ЗАДАНИЕ A
Почему, согласно отрывку о театре, вода в тазике для сцены Офелии к нужному моменту чаще всего оказывалась то жутко горячей, то ледяной?

ВЫБРАННЫЙ ОТРЫВОК
:::::

Я помню, в Питере мы играли спектакль «Женитьба», и Леонид Сергеевич Броневой играл Яичницу — как всегда, совершенно потрясающе. В финале своей сцены он говорит: «Да я вас всех, я иду в полицию!», и тут какой-то питерец из первого ряда восклицает: «И тебе это надо?» Эта фраза стала неким паролем у отца. «И тебе это надо?» — спрашивал он в каких-то затруднительных ситуациях.
«Скромно в золотом платье»
Первой моей работой в театре была Офелия в спектакле Глеба Анатольевича Панфилова, которого я считаю своим театральным крестным. И вот моя Офелия, с которой в смысле действия как такового мало что происходит, выходит, что-то рассказывает, уходит, потом снова прибегает, рассказывает, пока наконец не наступает сцена сумасшествия, которая была придумана Панфиловым совершенно замечательно. Офелия предвидит свой конец и обливается водой. Инна Михайловна, королева Гертруда, это все видит. Бутафорский цех из хорошего ко мне отношения нагревал мне этот тазик воды, но у спектакля нет четкого хронометража, и к нужному моменту чаще всего получалось, что вода или жутко горячая, или ледяная, потому что успела остыть. Каждый раз у меня от этого тазика был шок. И вот на репетиции Инна Михайловна, заботясь, чтобы вода не остыла, прерывается и говорит мужу: «Глеб, всё, сейчас мы репетируем Сашину сцену». Глеб Анатольевич: «Да. Давайте. А ты где будешь в этот момент?» И Инна Михайловна неподражаемо отвечает: «А я буду стоять рядом, скромно, в золотом платье». Надо было видеть, как этой фразе обрадовались Саша Абдулов, игравший Лаэрта, и Михаил Михайлович Козаков — Клавдий. До конца репетиции да и долго потом они каждый раз ликовали: «А я буду стоять скромно в золотом платье». Возможно, память о золотых временах «Ленкома» в людях останется и будет более прочной, чем сами спектакли, которые растаскиваются и рассыпаются со временем без присмотра художника.

:::::

ИСХОДНЫЕ ЗАПИСИ
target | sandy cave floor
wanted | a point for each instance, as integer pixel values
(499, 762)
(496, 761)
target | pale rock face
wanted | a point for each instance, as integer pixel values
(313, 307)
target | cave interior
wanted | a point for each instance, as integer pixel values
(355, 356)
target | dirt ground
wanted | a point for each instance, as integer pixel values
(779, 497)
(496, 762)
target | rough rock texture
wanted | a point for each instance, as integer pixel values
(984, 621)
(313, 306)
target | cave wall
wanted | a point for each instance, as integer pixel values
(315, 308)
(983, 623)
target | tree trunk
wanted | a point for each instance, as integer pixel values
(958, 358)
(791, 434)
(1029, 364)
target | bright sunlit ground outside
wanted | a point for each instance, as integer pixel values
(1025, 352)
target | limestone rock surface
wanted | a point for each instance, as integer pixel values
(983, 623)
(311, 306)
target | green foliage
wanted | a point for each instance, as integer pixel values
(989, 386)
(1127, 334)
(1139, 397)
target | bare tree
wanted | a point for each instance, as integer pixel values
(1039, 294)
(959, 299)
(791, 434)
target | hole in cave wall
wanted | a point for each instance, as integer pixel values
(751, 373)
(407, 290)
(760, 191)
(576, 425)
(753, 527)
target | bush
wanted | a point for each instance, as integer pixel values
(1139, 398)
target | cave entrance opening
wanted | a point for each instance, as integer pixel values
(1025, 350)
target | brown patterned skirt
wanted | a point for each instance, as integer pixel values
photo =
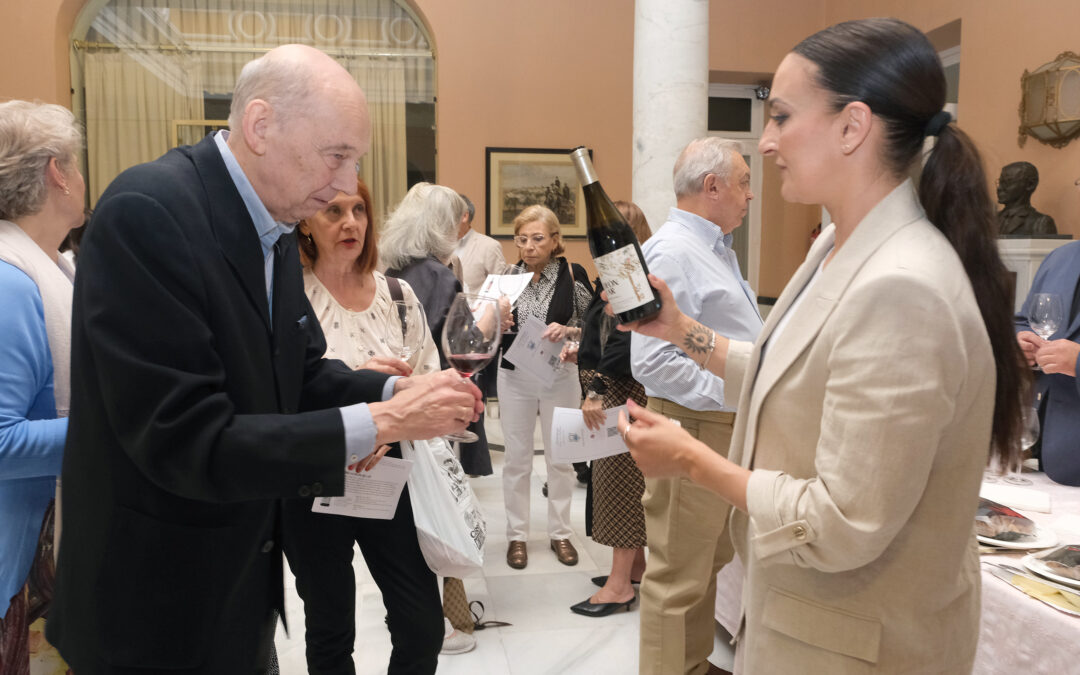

:::::

ЗАДАНИЕ B
Перепечатайте из записей строки, начиная со строки с "target | bush" и до самого конца записей включительно. Изображения в ответ не включайте.

ПРАВИЛЬНЫЙ ОТВЕТ A
Бутафорский цех нагревал воду, но у спектакля не было четкого хронометража. Поэтому к нужному моменту вода либо была еще жутко горячей, либо успевала остыть и становилась ледяной.

ПРАВИЛЬНЫЙ ОТВЕТ B
target | bush
wanted | a point for each instance, as integer pixel values
(1139, 398)
target | cave entrance opening
wanted | a point for each instance, as integer pixel values
(1025, 350)
target | brown patterned skirt
wanted | a point for each instance, as integer pixel values
photo =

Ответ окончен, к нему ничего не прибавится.